**Texte source**
• • • • •

L’idée d’habiter tient beaucoup d’un partage de nos mondes avec les autres entités qui les peuplent. C’est Heidegger qui disait qu’habiter, c’est ménager un lieu pour les choses auprès desquelles nous séjournons sur Terre : être présent.e aux choses, offrir demeure. Pas que ça me réjouisse particulièrement de citer ici Heidegger, mais il y a dans sa proposition quelque chose qui me plaît – cette idée qu’habiter, c’est entrer en relation avec les choses du monde, c’est prendre soin.
Prendre soin jusqu’à l’effondrement. Prendre soin même des déchets, des débris impériaux, des restes et des cendres. Prendre soin intimement, en explorant les racoins incongrus de nos demeures communes, en connaissant nos difficultés, nos erreurs, nos angles morts, prendre soin des êtres qui sont là et qui disparaîtront – car les disparitions sont annoncées. Apprendre à habiter nos fragilités.

• • • • •

**Données affichées**
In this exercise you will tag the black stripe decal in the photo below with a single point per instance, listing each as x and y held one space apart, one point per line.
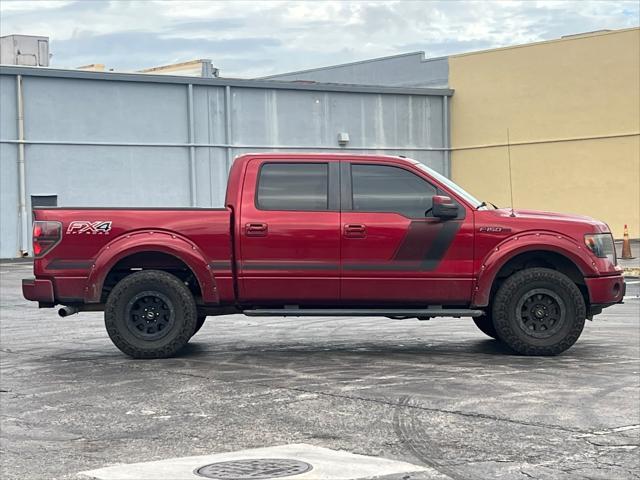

• • • • •

Reproduisez à l'identique le passage du texte source situé entre « L’idée d’habiter tient » et « c’est prendre soin. », bornes incluses.

L’idée d’habiter tient beaucoup d’un partage de nos mondes avec les autres entités qui les peuplent. C’est Heidegger qui disait qu’habiter, c’est ménager un lieu pour les choses auprès desquelles nous séjournons sur Terre : être présent.e aux choses, offrir demeure. Pas que ça me réjouisse particulièrement de citer ici Heidegger, mais il y a dans sa proposition quelque chose qui me plaît – cette idée qu’habiter, c’est entrer en relation avec les choses du monde, c’est prendre soin.